** Opening DOCUMENT SECTION block **

In the 1990s the mining company Gécamines almost ceased to produce copper, while the state-owned SNCZ railway network ceased to function.
In 1995 prime minister Léon Kengo wa Dondo allowed foreign investment in some of the railway lines in an attempt to revive them.
Sizarail was formed in response.
It was 51% owned by a joint venture between the state-owned South African company Spoornet and Transurb of Belgium, with 49% held by the state mining companies Gécamines and Societé Minière de Bakwanga, and by Zairean banks.
In November 1995 the state railway SNCZ/Holding was dissolved and operation of the national railways was ceded to Sizarail.
The South African company Comazar, 64% owned by Bolloré of France, operated the Sizarail network.
Spoornet was joint operator
The managing director was Patrick Claes.
Rolling stock consisted of 10 locomotives worth about $5.61 million, 20 railway trucks and 20 passenger carriages.

==Operations==

Sizarail invested $6 million in repairs to the lines from Lubumbashi to Ilebo and from Kamina to Kalemie.
It earned $66 million gross revenues in its first year, with a profit of $1 million.
Sizarail paid regular salaries to its staff, and journeys by rail took days rather than weeks.
It reopened the lines to southern Africa for export of Zaire's minerals, key to the economy of the country.

==Closure==

In 1997 the Alliance des Forces Démocratiques pour la Libération du Congo (AFDL) began a rebellion, which disrupted Sizarail operations.

** Closing DOCUMENT SECTION block **
** Opening THE DATA block **

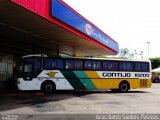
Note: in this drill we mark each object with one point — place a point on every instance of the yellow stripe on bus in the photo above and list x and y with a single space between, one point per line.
112 83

** Closing THE DATA block **

:: WORK TASK ::
Carry on the account of the Sizarail railway company, starting after its last sentence.

:: RESULT FOR THIS TASK ::
The advancing forces of Laurent-Désiré Kabila closed Sizarail on the basis that the operators were friends of president Mobutu Sese Seko.
The result was a backlog of copper and cobalt exports.
On 8 May 1997 Spoornet reported that rail operations had halted.
The rebels led by Kabila had formed the National Railways of the Congo (CNCC) to take over railway operations on Lubumbashi, the copper mining center.
At this stage the rebels were less than 85 km from Kinshasa, while president Mobutu was attending an African summity in Gabon and was not expected to return.

From August 1997 and January 1998, the company's belgian CEO Patrick Claes was arrested by the new Kabila's regime and taken into custody without being specifically charged.

Sizarail was dissolved in 1997 and all operations were taken over by the Société nationale des chemins de fer du Congo (SNCC).
On 1 April 1998 it was reported that the government of the Democratic Republic of the Congo had begun to repay a debt of R136m owed to Spoornet.
This was to compensate for the seizure of the railway and rolling stock by Kabila's regime.